#### EXERCISE DETAILS:
Extend the short piece about how writing became a habit, picking up right after its last sentence.

I used to find writing a chore. It was hard work; I was assailed by doubts about what I was trying to say; none of the sentences ever quite fit together as I had hoped; the work always took too long.
Now all these things are still true, but I find not writing worse than writing. What happened in the meantime?
It's probably a matter of habituation. The more time you spend on an activity, the more reflexes and tricks of the hand you develop that speed the activity along. We call this “knowing what you're doing,” though if it's mainly a matter of habit, knowledge probably enters into it only trivially.
It's also a matter of investment. After a few years, you begin to think of yourself as somebody who does writing, and if you're not doing writing at the moment, you're falling out of the definition of yourself.
Habituation and investment leave the way clear for writing to be a predicate of the person, and not particularly a way of communicating with readers. That sounds monstrous. What could stop me from becoming the verbal equivalent of the man who made the world's biggest ball of string?

#### DATA EXCERPT:

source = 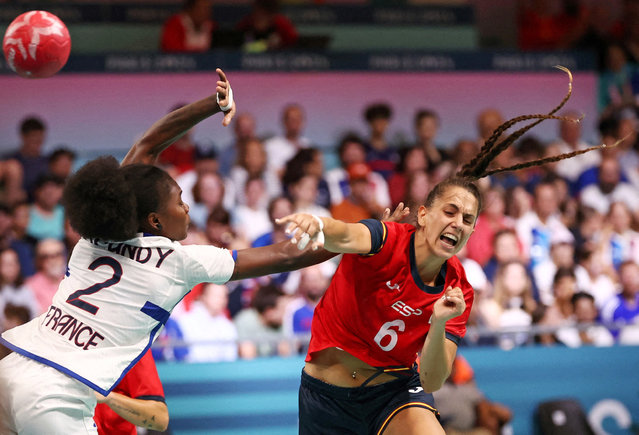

#### ANSWER TO THIS TASK:
Even before I had the habit or became identified with the activity, I put things on paper to try to make sense of things. At times the very idea of making sense of things fails to make sense. There has to be at least a glimmer of sense for there to be something to write about, some goal toward which the sentences snake. Where sense is already made, no point in doing it over again.
The dysphoria of not being busy writing at the moment compounds with the dysphoria of either being defeated by the senselessness of things, or the dysphoria of the lack of newness in things, the sense that one has nothing to contribute and nothing to get excited about.
When you get to either of those positions, it's time for a walk. If you're too demoralized to go out for a walk, what then? Maybe write about it, to get it out of your system?
I used to find writing a chore. It was hard work; I was assailed by doubts about what I was trying to say; none of the sentences ever quite fit together as I had hoped; the work always took too long.
I would add that writing is a profoundly unnatural activity, one to which our organism is quite ill-suited — sustained mental focus on something not materially manifest (a topic or discursis), focus something that is manifest, but is so in a terribly static way (the word processor's white field), and prolonged, sedentary stillness, where only fingers and eyes move.
I thus find that in writing I vie against my body's own impulses and inclinations.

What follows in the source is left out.